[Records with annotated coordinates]
* Start *
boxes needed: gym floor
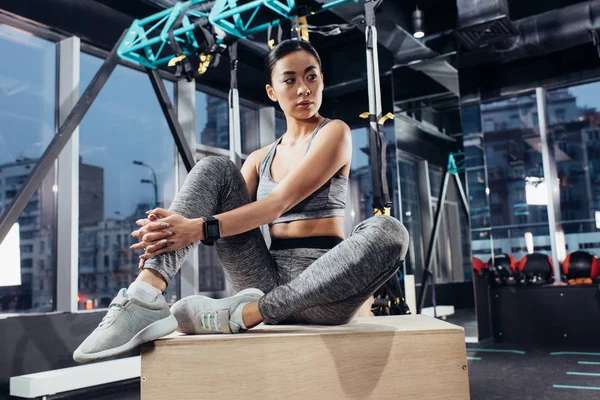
[0,310,600,400]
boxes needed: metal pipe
[535,87,565,283]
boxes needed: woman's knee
[362,215,410,258]
[192,156,237,173]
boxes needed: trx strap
[360,0,394,215]
[168,6,220,82]
[227,41,238,89]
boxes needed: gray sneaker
[171,289,264,334]
[73,289,177,363]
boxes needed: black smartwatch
[201,217,221,246]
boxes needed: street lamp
[133,160,158,207]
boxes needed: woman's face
[267,50,323,120]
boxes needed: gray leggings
[144,156,409,325]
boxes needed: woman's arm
[132,120,352,260]
[211,120,352,237]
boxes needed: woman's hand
[131,208,204,268]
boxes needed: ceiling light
[413,7,425,39]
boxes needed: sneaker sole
[171,288,265,335]
[73,315,178,363]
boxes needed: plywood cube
[141,315,469,400]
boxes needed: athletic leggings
[144,156,409,325]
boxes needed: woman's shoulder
[246,142,275,177]
[322,118,351,133]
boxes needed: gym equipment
[371,271,412,316]
[140,315,469,400]
[417,152,471,314]
[473,257,490,278]
[486,254,518,285]
[562,250,600,285]
[0,0,358,242]
[516,253,554,285]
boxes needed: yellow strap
[167,54,185,67]
[298,17,309,42]
[379,113,396,125]
[198,53,212,75]
[373,207,390,216]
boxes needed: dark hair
[265,39,323,85]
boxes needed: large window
[196,91,229,150]
[463,94,552,261]
[240,106,261,154]
[79,53,179,309]
[0,25,56,313]
[546,82,600,254]
[398,157,425,276]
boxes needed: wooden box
[141,315,469,400]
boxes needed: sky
[0,21,600,222]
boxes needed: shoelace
[200,311,221,332]
[98,304,125,328]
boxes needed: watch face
[208,225,219,237]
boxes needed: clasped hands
[131,208,204,268]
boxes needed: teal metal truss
[117,0,358,69]
[208,0,358,38]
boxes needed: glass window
[0,25,56,313]
[347,128,373,225]
[196,91,229,150]
[240,106,260,154]
[398,157,425,277]
[546,82,600,255]
[79,54,179,309]
[465,94,552,261]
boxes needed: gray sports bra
[256,118,348,226]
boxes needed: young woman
[74,40,408,362]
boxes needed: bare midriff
[269,217,344,239]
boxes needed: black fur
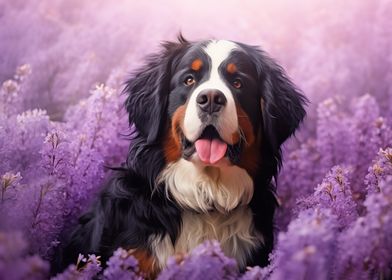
[57,37,306,270]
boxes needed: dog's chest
[154,206,263,267]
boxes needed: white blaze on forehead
[184,40,238,143]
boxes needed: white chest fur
[151,206,263,267]
[151,159,263,267]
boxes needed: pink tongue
[195,139,227,164]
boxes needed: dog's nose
[196,89,227,114]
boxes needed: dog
[57,35,307,278]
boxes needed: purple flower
[298,166,358,228]
[0,231,49,280]
[158,241,238,280]
[270,208,337,279]
[103,248,143,280]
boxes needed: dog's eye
[231,79,242,89]
[184,76,195,86]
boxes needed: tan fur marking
[191,58,203,71]
[131,249,159,279]
[233,105,260,175]
[164,105,185,162]
[226,63,237,74]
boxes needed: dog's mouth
[182,125,240,165]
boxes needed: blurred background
[0,0,392,123]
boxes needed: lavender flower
[297,166,358,228]
[103,248,143,280]
[365,148,392,193]
[336,176,392,279]
[270,208,337,279]
[158,241,238,280]
[51,255,102,280]
[0,231,49,280]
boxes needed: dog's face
[127,38,306,177]
[166,41,261,171]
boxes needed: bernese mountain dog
[56,36,307,278]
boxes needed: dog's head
[126,37,306,210]
[126,35,306,175]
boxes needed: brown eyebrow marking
[226,63,237,74]
[191,58,203,71]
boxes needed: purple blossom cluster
[0,0,392,280]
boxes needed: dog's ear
[124,36,188,144]
[258,52,308,149]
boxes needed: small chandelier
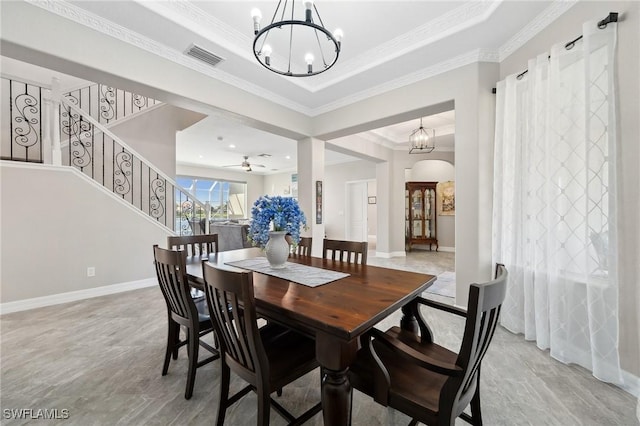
[409,118,436,154]
[251,0,343,77]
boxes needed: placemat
[226,257,349,287]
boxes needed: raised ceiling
[3,0,575,173]
[48,0,574,116]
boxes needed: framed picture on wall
[316,180,322,225]
[436,181,456,216]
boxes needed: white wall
[405,160,456,251]
[263,172,295,197]
[367,180,378,237]
[323,160,376,240]
[109,104,205,177]
[0,161,169,303]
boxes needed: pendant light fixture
[409,117,436,154]
[251,0,343,77]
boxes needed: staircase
[0,76,210,235]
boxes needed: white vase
[264,231,289,269]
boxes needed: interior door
[345,182,367,241]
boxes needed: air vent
[184,44,224,67]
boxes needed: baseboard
[616,370,640,400]
[0,277,158,315]
[376,251,407,259]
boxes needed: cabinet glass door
[411,189,424,238]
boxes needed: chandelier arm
[287,2,296,74]
[313,3,327,68]
[313,3,327,28]
[313,28,327,68]
[271,0,287,24]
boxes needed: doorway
[345,181,368,241]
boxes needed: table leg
[316,333,358,426]
[322,368,353,425]
[400,302,419,334]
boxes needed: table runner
[226,257,349,287]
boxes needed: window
[176,176,247,220]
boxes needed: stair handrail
[60,96,211,231]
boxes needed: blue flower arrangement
[248,195,307,248]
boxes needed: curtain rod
[491,12,618,94]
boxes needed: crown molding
[25,0,312,115]
[311,0,502,92]
[25,0,578,117]
[310,49,499,117]
[359,130,397,149]
[498,0,578,62]
[133,0,311,91]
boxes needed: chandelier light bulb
[302,0,313,22]
[262,44,273,65]
[251,9,262,34]
[333,28,344,44]
[304,53,315,74]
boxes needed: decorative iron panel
[0,78,48,163]
[60,98,206,235]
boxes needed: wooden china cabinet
[404,182,438,251]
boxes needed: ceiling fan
[222,155,265,172]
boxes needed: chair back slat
[322,238,369,265]
[296,237,313,256]
[167,234,218,256]
[153,245,198,321]
[450,265,507,400]
[203,262,267,375]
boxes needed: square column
[298,138,325,257]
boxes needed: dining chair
[295,237,313,256]
[153,245,220,399]
[202,262,322,426]
[167,234,218,256]
[349,265,507,425]
[322,238,369,265]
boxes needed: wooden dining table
[187,248,436,425]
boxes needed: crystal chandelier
[251,0,343,77]
[409,118,436,154]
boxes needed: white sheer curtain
[493,21,621,383]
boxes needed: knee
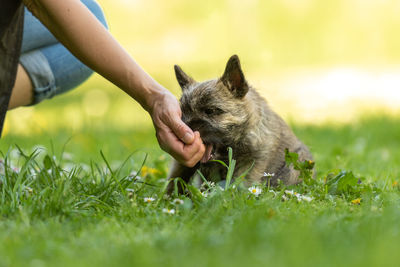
[82,0,108,29]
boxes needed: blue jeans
[20,0,107,104]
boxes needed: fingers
[157,128,205,167]
[183,132,206,167]
[169,116,195,144]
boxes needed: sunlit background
[4,0,400,135]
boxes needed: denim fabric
[20,0,107,104]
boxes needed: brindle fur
[169,55,312,191]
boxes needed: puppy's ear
[174,65,196,91]
[221,55,249,98]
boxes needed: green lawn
[0,116,400,266]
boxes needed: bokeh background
[4,0,400,142]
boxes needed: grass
[0,116,400,266]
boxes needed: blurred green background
[4,0,400,137]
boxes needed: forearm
[24,0,166,111]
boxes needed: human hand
[149,91,205,167]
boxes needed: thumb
[170,117,194,145]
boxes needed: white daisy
[143,197,156,203]
[285,190,296,196]
[264,172,275,177]
[249,186,262,197]
[163,208,175,215]
[301,196,314,202]
[201,192,208,197]
[172,198,183,205]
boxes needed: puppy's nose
[186,118,206,131]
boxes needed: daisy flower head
[301,196,314,202]
[285,190,295,196]
[163,208,175,215]
[249,186,262,197]
[172,198,183,205]
[143,197,156,203]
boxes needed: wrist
[140,82,170,114]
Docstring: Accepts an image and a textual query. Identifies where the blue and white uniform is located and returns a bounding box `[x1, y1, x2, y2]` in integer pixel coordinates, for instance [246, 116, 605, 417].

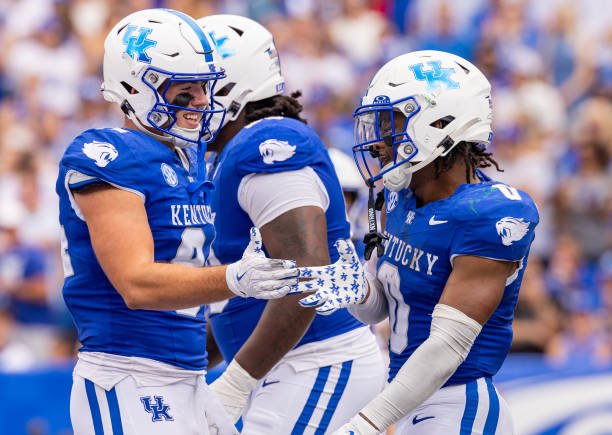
[377, 174, 539, 434]
[210, 117, 384, 434]
[56, 128, 234, 434]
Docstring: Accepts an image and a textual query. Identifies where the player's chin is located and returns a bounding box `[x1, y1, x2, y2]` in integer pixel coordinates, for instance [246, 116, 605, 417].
[176, 110, 202, 130]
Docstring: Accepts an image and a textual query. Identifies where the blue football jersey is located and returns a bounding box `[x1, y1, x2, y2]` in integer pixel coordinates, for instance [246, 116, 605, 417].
[56, 128, 215, 370]
[377, 174, 539, 385]
[210, 117, 363, 361]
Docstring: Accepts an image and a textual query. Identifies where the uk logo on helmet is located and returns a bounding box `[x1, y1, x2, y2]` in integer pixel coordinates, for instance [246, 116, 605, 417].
[372, 95, 391, 104]
[123, 26, 157, 63]
[208, 32, 236, 59]
[410, 60, 460, 91]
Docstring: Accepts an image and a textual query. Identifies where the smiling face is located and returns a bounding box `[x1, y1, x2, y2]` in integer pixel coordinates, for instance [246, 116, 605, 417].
[372, 111, 406, 166]
[165, 80, 209, 129]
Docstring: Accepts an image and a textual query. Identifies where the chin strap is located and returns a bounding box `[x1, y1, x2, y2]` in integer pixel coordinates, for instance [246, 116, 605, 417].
[363, 182, 388, 260]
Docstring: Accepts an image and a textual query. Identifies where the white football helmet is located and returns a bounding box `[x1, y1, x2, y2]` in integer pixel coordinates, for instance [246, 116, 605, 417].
[198, 15, 285, 131]
[102, 9, 224, 147]
[353, 50, 493, 191]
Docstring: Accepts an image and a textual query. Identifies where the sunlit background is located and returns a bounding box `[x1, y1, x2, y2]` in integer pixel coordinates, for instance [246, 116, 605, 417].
[0, 0, 612, 435]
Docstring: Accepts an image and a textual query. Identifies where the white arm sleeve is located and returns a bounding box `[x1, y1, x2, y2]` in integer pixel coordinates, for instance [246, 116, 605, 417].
[238, 166, 329, 228]
[351, 304, 482, 431]
[347, 271, 389, 325]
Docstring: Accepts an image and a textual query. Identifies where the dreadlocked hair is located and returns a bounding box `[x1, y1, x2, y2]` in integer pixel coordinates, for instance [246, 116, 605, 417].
[434, 142, 504, 183]
[244, 91, 308, 124]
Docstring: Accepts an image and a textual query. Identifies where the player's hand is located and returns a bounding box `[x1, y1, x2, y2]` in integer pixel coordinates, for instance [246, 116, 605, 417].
[225, 227, 298, 299]
[298, 239, 367, 315]
[210, 360, 257, 424]
[332, 414, 380, 435]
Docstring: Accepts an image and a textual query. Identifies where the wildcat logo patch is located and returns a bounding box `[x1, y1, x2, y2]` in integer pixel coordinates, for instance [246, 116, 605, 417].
[495, 216, 529, 246]
[259, 139, 295, 165]
[83, 140, 119, 168]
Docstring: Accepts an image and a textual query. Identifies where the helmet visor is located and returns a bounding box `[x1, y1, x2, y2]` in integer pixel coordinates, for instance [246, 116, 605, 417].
[143, 68, 225, 144]
[353, 97, 420, 184]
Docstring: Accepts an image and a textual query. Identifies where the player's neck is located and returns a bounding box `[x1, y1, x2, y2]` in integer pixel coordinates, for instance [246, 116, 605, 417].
[410, 162, 478, 207]
[123, 118, 176, 151]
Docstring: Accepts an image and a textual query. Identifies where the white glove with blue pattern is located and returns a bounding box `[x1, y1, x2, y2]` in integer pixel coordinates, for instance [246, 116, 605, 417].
[225, 227, 298, 299]
[298, 239, 367, 315]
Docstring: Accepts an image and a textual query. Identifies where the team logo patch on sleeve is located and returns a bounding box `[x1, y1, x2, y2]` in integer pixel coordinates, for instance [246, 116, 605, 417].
[495, 216, 529, 246]
[161, 163, 178, 187]
[83, 140, 119, 168]
[259, 139, 295, 165]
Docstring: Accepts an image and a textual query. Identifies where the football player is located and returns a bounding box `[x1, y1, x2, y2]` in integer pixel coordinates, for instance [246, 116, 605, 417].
[56, 9, 306, 435]
[303, 51, 539, 435]
[199, 15, 384, 434]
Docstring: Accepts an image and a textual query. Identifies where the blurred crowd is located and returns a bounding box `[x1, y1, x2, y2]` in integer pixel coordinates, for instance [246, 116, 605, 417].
[0, 0, 612, 371]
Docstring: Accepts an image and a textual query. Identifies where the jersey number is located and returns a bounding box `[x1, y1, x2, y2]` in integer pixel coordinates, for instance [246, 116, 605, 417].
[378, 261, 410, 354]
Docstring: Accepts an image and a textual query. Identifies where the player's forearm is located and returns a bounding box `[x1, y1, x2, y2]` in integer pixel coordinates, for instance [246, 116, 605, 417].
[354, 304, 482, 433]
[234, 295, 315, 379]
[348, 272, 389, 325]
[113, 263, 234, 310]
[234, 206, 330, 379]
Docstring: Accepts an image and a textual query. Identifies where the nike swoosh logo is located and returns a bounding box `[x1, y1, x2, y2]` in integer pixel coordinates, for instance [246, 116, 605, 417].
[412, 415, 436, 424]
[261, 379, 280, 388]
[429, 216, 448, 225]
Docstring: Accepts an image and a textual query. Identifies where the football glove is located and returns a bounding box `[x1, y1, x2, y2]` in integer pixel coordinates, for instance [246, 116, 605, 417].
[210, 360, 257, 424]
[225, 227, 298, 299]
[298, 239, 367, 315]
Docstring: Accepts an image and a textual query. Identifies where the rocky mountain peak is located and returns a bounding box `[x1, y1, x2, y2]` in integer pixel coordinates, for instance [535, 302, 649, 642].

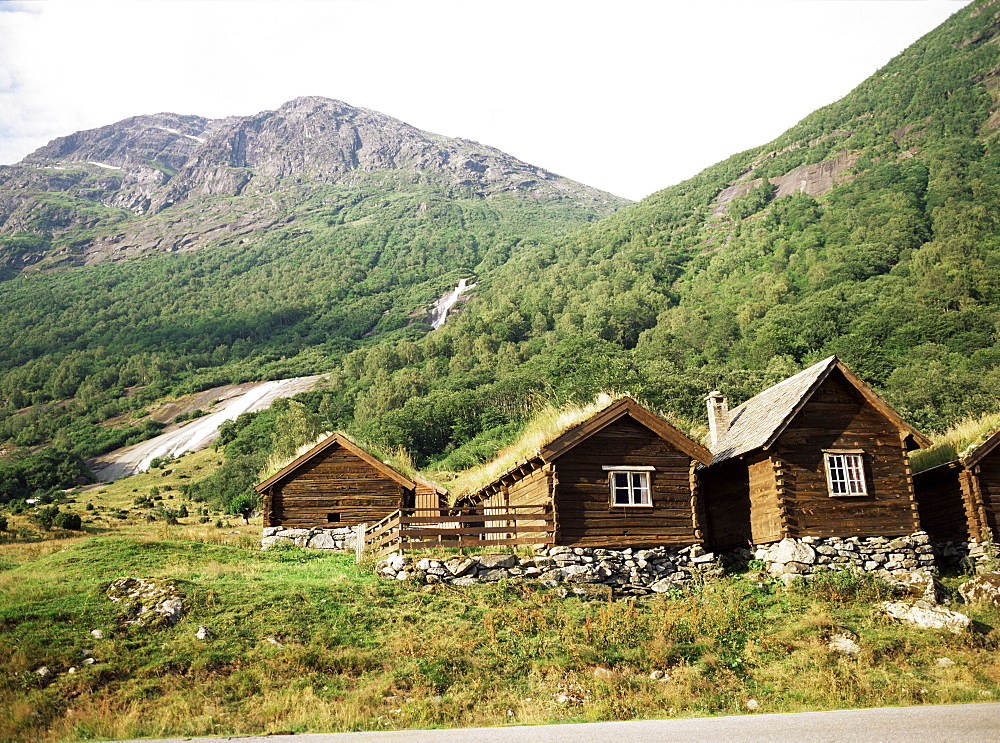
* End *
- Directive -
Please return each line from the records above that contains the string "chest".

- Correct response -
boxes needed: dog's chest
boxes needed: white chest fur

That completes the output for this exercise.